I have no time these days to inspect the video, will do as soon as I finish a big overdue task I need to finish these days; I am very eager to study the video in detail. I was told those definitions by Igor, but I may be quite wrong in my memory. It is about factorization systems vertical vs. horizontal. There is a weaker notion of prefoliated category. In think, there is a remark about foliated categories in the lectures a la Benabou on fibered categories written by Thomas Streicher.
That’s ok. I just wondered if you knew.
Has anyone with an understanding of spoken French listened to the section 9:53-14:00, where I think foliated categories are defined. Certainly Bénabou defines prefoliated categories there, but I get lost when he starts describing the equivalence of two conditions he calls $(C_0)$ and $(C_1)$. These might just be something that holds for prefoliated categories. I’m going to continue to watch the video, and then transcribe at least the definition at foliated category. EDIT: no, he definitely hasn’t defined foliated categories at that point.
And for future reference, Streicher mentions the term foliated category, but never defines it, and the example very briefly mentioned is not really sufficient to figure out what’s going on.
Ok, I think the definition of a foliated category comes in at about 46:27, beginning with the definition of a ’horizontal arrow’. There’s also something to do with the closure of cartesian arrows under composition.
PS Someone coughs right at the wrong moment, and I think the obscured word is either ’horizontal’ or ’cartesian’. Perhaps it can be reconstructed from context.
PPS I think the definitions go like this, if someone confirms, I can add it to the nLab page. The first one is ok, the second one is conjectural, based on my incomplete understanding of French.
Definition Given a functor $P:X\to S$, the category $X$ is prefoliated if every arrow of $X$ admits a factorisation into a vertical arrow followed by a cartesian arrow.
“Definition” A prefoliated category is foliated if it is equipped with a class of arrows called horizontal such that whenever $f:x\to y$ is cartesian, and $h:y\to z$ is horizontal, then $h\circ f:x\to z$ is cartesian.
I’m not 100% sure whether a foliated category is equipped with horizontal arrows, as extra structure, or if they arise some other way.
What’s the motivation?
For Bénabou or me? If you want to know the former, then I suppose it’s the usual search for general axioms that give nice theorems in pure category theory. For me, well, I’m just curious.
What is one of the nice theorems that he’s after? What is a motivating example? Why do we consider this definition?
I heard of a number of naturally occuring examples, but I have no exact memory of them (sorry, I have quite a bad memory). He spent few years working on it, and I was told it is quite a lot behind it. From a point of view, the theory is roughly and partly about a connection between factorization systems (horizontal vs. vertical) and the theory of generalized fibrations.In 2011 (cf. link) Benabou gave a talk
Title : A NEW APPROACH TO THE NOTION OF “BEING CARTESIAN”

### Set of tasks
• A. In the forum thread on foliated categories, at roughly what point in the video does the definition of a foliated category seem to begin?
• B. Carry the forum thread on foliated categories forward from its final line.
The listing comes from a different source than this thread.

### Entries provided
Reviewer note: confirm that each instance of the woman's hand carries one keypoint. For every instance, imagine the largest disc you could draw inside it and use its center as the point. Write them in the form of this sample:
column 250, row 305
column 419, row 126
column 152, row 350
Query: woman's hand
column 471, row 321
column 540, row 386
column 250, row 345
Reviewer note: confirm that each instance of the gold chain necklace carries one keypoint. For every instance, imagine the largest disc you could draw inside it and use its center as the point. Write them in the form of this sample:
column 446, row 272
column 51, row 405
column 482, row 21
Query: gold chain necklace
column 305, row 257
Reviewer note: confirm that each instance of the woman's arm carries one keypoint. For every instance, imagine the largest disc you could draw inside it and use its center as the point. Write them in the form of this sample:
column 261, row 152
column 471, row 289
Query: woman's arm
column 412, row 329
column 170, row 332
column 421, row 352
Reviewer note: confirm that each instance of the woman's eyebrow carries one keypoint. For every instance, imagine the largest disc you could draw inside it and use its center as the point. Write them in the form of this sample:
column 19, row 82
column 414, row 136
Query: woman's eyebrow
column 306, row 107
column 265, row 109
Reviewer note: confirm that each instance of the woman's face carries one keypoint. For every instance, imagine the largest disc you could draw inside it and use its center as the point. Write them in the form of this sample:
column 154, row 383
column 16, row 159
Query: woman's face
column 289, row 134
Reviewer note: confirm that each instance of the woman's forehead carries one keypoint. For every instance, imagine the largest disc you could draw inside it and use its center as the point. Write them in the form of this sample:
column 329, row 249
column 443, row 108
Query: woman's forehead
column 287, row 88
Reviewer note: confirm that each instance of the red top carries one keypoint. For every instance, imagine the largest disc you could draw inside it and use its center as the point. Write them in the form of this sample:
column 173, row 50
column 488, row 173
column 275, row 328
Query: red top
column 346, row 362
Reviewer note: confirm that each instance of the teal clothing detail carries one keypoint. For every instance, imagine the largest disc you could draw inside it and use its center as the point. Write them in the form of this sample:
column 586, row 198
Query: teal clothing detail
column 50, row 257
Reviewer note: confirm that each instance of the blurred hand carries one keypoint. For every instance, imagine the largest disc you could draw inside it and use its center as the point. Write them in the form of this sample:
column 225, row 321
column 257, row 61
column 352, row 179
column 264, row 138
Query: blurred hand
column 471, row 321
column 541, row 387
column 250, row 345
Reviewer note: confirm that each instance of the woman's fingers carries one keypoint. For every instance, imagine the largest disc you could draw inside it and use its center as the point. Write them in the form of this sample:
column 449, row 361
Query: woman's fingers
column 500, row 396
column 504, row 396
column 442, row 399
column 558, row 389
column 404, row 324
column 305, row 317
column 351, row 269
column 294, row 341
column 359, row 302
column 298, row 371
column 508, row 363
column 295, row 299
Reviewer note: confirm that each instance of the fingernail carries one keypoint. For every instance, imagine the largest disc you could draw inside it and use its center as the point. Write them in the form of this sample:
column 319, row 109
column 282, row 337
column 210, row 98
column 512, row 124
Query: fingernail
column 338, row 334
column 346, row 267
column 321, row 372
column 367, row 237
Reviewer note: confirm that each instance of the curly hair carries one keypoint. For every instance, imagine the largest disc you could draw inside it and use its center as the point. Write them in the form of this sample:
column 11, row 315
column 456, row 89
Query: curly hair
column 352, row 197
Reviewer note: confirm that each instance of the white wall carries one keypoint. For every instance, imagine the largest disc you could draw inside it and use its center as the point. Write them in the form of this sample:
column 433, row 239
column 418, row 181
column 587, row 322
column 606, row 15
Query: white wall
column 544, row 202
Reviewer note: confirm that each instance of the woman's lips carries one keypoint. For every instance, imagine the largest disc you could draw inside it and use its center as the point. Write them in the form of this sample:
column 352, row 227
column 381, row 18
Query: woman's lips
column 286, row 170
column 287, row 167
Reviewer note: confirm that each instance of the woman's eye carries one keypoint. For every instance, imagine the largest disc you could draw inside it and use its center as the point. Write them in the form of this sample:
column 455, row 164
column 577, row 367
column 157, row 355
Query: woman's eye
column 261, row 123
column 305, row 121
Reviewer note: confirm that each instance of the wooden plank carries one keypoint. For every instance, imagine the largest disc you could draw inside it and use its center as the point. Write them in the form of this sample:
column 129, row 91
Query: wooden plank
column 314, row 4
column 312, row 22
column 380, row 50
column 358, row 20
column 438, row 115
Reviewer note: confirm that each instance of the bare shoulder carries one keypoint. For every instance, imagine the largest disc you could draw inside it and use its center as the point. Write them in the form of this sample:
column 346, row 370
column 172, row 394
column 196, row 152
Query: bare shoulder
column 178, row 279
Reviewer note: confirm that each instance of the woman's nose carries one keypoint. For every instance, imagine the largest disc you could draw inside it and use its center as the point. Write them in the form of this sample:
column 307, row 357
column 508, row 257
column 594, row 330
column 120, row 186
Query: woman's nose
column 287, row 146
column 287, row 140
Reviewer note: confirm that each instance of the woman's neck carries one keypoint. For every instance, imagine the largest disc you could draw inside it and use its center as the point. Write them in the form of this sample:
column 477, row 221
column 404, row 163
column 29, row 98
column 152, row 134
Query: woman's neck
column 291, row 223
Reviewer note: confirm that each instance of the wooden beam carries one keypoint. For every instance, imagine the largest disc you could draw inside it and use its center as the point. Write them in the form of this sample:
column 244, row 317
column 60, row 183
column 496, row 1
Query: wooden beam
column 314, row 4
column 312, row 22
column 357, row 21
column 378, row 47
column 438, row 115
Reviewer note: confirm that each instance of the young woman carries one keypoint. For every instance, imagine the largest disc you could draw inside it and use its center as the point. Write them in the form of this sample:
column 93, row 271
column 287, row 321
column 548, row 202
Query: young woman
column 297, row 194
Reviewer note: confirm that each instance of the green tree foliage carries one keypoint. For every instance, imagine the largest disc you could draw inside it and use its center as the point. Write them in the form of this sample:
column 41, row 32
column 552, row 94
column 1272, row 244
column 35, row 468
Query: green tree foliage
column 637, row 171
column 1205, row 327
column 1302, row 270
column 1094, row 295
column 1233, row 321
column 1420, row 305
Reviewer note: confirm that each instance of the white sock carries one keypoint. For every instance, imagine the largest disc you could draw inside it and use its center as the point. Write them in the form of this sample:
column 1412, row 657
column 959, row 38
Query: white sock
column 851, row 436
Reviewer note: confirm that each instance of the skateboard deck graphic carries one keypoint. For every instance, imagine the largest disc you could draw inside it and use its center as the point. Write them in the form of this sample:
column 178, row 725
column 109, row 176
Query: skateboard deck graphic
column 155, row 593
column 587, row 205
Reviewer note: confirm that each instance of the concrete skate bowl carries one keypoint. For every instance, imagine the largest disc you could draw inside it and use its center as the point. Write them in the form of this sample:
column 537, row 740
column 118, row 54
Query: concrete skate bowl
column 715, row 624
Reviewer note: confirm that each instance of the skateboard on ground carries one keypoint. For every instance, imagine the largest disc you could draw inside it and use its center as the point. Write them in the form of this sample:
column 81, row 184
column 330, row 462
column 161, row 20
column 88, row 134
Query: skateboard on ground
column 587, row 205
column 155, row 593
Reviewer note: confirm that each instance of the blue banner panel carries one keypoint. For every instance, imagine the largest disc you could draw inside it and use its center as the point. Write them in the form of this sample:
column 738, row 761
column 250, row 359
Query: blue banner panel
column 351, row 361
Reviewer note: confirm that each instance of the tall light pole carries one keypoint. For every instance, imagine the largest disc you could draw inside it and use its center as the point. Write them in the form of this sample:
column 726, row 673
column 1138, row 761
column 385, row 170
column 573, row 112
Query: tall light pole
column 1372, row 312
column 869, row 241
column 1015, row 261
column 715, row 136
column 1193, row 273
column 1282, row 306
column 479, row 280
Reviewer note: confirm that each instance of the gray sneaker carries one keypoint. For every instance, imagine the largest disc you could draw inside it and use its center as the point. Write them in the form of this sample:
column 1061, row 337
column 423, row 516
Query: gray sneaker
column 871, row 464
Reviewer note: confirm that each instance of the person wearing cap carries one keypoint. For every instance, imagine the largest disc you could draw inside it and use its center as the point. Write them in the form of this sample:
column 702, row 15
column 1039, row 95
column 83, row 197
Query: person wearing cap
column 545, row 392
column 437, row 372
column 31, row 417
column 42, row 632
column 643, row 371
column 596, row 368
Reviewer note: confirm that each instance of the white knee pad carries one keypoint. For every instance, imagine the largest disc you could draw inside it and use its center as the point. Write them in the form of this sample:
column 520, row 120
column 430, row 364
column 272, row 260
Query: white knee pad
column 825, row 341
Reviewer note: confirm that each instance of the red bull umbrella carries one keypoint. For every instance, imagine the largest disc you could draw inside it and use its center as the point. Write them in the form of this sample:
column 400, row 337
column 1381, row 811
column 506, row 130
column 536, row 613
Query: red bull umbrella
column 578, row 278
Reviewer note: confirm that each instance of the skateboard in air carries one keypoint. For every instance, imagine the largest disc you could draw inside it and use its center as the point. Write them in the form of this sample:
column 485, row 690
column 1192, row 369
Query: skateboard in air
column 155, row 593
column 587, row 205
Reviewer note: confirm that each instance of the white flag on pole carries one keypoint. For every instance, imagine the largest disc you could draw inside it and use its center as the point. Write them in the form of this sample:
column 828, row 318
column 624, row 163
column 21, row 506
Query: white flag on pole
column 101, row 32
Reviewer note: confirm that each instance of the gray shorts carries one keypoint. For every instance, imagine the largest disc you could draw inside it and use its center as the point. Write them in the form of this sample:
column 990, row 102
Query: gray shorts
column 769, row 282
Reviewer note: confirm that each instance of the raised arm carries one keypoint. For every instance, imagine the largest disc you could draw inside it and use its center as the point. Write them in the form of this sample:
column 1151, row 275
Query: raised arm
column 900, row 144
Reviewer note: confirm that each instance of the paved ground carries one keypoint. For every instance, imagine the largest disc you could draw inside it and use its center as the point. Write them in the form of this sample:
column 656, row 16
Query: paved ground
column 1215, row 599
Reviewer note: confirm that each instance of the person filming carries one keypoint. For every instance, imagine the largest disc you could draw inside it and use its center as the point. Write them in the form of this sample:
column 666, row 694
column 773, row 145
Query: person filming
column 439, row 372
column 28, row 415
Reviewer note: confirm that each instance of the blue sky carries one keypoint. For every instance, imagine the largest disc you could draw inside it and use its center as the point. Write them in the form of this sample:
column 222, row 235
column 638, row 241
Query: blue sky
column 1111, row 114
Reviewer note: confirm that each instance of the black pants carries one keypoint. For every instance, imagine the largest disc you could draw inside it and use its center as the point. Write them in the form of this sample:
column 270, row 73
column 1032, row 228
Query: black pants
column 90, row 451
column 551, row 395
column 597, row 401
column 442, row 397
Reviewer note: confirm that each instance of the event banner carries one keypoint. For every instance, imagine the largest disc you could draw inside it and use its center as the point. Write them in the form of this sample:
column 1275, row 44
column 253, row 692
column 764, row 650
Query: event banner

### Responses by task
• A. At about 46:27.

• B.
Abstract:
Cartesian functors and maps were introduced by Grothendieck in 1960-61 for prefibrations and fibrations. Since then they have been studied essentially only in the case of fibrations. I shall present general definitions covering many other situations, which reduce to the classical ones in the previous cases, and give important examples which do not fit in the classical setting, and shall prove many results which were not known even in the case of fibrations. Some of these results need assumptions, much weaker than fibrations or even prefibrations, namely prefoliations and foliations, which I shall introduce and study briefly, with a focus on examples and counter examples.
6: about horizontal vs. cartesian see some sutble points in a comment of Thomas Streicher at category list archive.
Thanks, Zoran. It seems that the notion of fibration is singled out by the Grothendieck-construction-equivalence. What happens to that as we generalize the notion of fibration? Is there something natural on the dual side that generalizes 2-functors to Cat?
I think not. It is not about generalization of pseudofunctor, but about good categories over categories. There are so many categorical constructions in which one has somewhat richer category in some construction being equipped with a natural projection which has this or that property for liftings, uniqueness, factorizations, special horizontal morphisms and so on so that extensions of the theory are very interesting.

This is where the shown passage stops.